# SOURCE PASSAGE:
-- start --

I've rented bikes and ridden the trails before, and it is ideal for single speed cruisers.
Most of the riding trails are off highway and paved. So, it's very pleasant riding among the pines with the sounds of the cascading waterfalls.


----------



## island schwinn (May 15, 2014)

and don't forget the fresh grilled carne asada after the ride


----------



## cyclingday (May 15, 2014)

island schwinn said:


> and don't forget the fresh grilled carne asada after the ride




Now that sounds good!
I"ll be the guy standing in line behind Yogi and Boo Boo.


----------



## slick (May 15, 2014)

Bring lights for an evening spin before the bears and mountain lions come out!


----------



## TheSaint (May 16, 2014)

The Trip is a Diversion for the Real Purpose of the Journey....
Show us who won the Bike Collector Cage Match in Modesto for the 1940 SuperDeluxe Canti Autocycle with Mismatched Brake Levers....


----------



## markivpedalpusher (May 16, 2014)

That would be B*** W******


----------



## Djshakes (May 16, 2014)

I spoke with one of the two guys bidding on it.  That's right, only two guys showed up.  The guy there did mention the name above but he wasn't there personally.  It wouldn't make sense for the person you mentioned above to pay what he did as there would be NO meat left on the bone and the person above is not someone that keeps bikes.  Very interesting.


----------



## markivpedalpusher (May 16, 2014)

I agree, I'll believe it when I see it. He's already looking for parts to complete it and that makes even more sense


----------



## island schwinn (May 16, 2014)

kinda curious if it was a local or foreigner.i don't know anyone near here that would lay down that kind of money on a bike.especially with farming season in full swing.


----------



## cyclingday (May 16, 2014)

The journey has begun, with a stop in Santa Clarita, to partake in the festivities for the start of stage 6 of the Amgen Tour of California cycling race.
I was able to spot some of my Heroes and Peter Sagan ( one of the fastest men on two wheels)even commented that He really liked Schwinnja's 1940 Schwinn built BF Goodrich Streamliner.


----------



## island schwinn (May 16, 2014)

just a day trip for me.leaving around 5 am and cruising to the park.taking the high road out 120 for a more scenic and uncrowded drive.140 off 99 is mostly flat for quite a ways if i remember.
if one of you snagged that bike,120 is the best way to the oakdale area,and real close to slick and me.


----------



## 37fleetwood (May 19, 2014)

if you didn't make it, you missed out!


----------



## cyclingday (May 19, 2014)

A good time was had by all.
 Thanks, for the pictures, Scott. I'm sure, that more will be posted, once everybody fully recovers from the hike to the top of Vernal Falls.
 I know, I'm feeling my age after that one. 
 I'd like to throw out a huge thank you to everybody that made the effort and expense to be there. Especially to Brian and Carlos as well as the rest of the Rolling Relics crew, for providing the after ride BBQ and get together.

-- end --

# STORED ROWS:

-- start --

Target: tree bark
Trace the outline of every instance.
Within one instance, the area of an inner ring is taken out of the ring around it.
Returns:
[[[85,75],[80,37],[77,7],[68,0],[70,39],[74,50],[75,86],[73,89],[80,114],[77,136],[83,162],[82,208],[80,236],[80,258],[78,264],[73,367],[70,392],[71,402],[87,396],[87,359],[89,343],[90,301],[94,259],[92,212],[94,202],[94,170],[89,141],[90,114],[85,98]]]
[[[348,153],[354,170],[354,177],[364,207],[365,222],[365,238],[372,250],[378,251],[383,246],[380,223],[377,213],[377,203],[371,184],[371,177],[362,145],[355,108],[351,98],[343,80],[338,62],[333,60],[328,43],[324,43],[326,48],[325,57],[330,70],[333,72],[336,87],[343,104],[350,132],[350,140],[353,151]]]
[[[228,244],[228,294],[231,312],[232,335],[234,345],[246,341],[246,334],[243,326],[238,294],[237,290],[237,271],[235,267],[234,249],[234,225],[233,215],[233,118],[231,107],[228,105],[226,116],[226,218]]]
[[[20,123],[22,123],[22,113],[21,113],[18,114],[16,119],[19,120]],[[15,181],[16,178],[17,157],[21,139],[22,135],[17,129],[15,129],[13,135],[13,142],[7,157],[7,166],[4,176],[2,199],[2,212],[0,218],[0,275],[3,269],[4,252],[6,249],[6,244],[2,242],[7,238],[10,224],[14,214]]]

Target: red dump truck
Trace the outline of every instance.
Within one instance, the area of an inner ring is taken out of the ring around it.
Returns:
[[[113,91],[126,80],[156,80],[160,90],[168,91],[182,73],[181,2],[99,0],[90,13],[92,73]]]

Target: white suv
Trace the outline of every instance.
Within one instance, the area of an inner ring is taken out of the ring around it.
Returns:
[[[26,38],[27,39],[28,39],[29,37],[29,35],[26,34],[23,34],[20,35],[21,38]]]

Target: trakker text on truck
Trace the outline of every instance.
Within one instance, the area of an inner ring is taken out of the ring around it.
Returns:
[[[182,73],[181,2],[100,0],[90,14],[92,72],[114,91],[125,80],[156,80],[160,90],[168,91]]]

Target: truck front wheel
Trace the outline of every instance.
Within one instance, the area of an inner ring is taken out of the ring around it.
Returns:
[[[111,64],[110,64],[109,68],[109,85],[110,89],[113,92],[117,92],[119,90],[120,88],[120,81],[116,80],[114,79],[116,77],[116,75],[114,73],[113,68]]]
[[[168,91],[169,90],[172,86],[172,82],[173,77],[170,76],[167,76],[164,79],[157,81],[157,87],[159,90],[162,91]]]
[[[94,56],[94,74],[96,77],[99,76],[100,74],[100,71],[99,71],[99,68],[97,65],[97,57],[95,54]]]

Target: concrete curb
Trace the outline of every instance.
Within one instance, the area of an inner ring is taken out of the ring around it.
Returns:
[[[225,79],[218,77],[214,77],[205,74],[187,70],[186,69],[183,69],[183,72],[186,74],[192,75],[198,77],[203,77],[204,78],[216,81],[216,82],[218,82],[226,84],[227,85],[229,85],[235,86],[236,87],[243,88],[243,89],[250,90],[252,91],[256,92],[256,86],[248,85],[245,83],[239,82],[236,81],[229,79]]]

-- end --

# TASKS TO PERFORM:
a) Pick out every line of the rows that contains the word "truck".
b) Write what comes next in the bike-ride forum thread, picking up after its final sentence.
The rows have nothing to do with the bike-ride forum thread.

# WRITTEN RESPONSES:
a)
Target: red dump truck
Target: trakker text on truck
Target: truck front wheel

b)
 That made for such a wonderful way to end the day of riding amongst the wonders of nature, that is Yosemite National Park.
 I'm already looking forward to doing it again next year.


----------



## RJWess (May 19, 2014)

That is one ride I would love to do. I am sure it was amazing.


----------



## cyclonecoaster.com (May 19, 2014)

*Yes .... & YES ......*

Wow ... what a day - what a weekend - PERFECT WEATHER too ... 

   This whole Yosemite ride began as a thought amongst riders from CYCLONE COASTER & the ROLLING RELICS initially as we rode together at some events of each others in 2013. Well - the dream became a reality last weekend with PERFECT sunny weather - clear skies @ temps in the mid 70's to lower 80's in the Yosemite Valley - the CYCLONE COASTER riders caravan was on Friday morning with a leisure drive up to Yosemite with stops @ the 6th leg of the Amgen bicycle Road race near Magic Mountain & the Sunmaid raisin plant along with a incredible BBQ dinner in Fresno @ the Dog House Grill. From there we drove to the Hotel which was a few minutes from the entrance of Yosemite which wasn't appreciated until the return drive after the ride & BBQ. 

   Many thanks to the Rolling Relics our family up North with Chris aka Slick & Karla for doing a "test ride" last weekend to get a sort of heads up on the Yosemite ride & to Brian & Carlos manning the grills after the ride in Yosemite picnic area right next to the falls - That's what these rides are all about - expect the unexpected - The BBQ was stocked - Carne Asada grilled peppers & onions - dogs & more asada along with beers & then to top it off Carlos & his flamed smores for desert - made to order - What a great way to end a day in one of the most beautiful settings the world has to offer with a great bunch of bicycle enthusiast. 

   For those who missed this ride - you missed a killer event which will be repeated next year for sure - so mark those calenders & get some money set aside for early reservations in the area - I would book camping or hotel rooms probably 4 - 6 months early for the best places & pricing - Being the first time out - we now have a better idea on the details for the next time we do it - which we hope to do this time again in 2015 

   Slick & I were planning on making announcements after the BBQ - but the last part of the day slipped by with some staying & some heading back - I know I feel the same as Slick on the real success of the Yosemite ride with close to 30 riders enjoying this first time event from all over California - 

I will get some of my pics loaded up on here & facebook on the CYCLONE COASTER page some time later in the week when I have some time to

 Good Times - Great Scenery - it was nice seeing old friends & meeting new ones too - Ride Vintage - Frank


----------



## 37fleetwood (May 19, 2014)

it was just so hard getting a good photo with all of those mountains and waterfalls in the way all of the time!
...but yes, Marty's right, I did take a bunch if anyone wants me to go through and pick a few out. let me know if I should start a photo thread or just drop them in here.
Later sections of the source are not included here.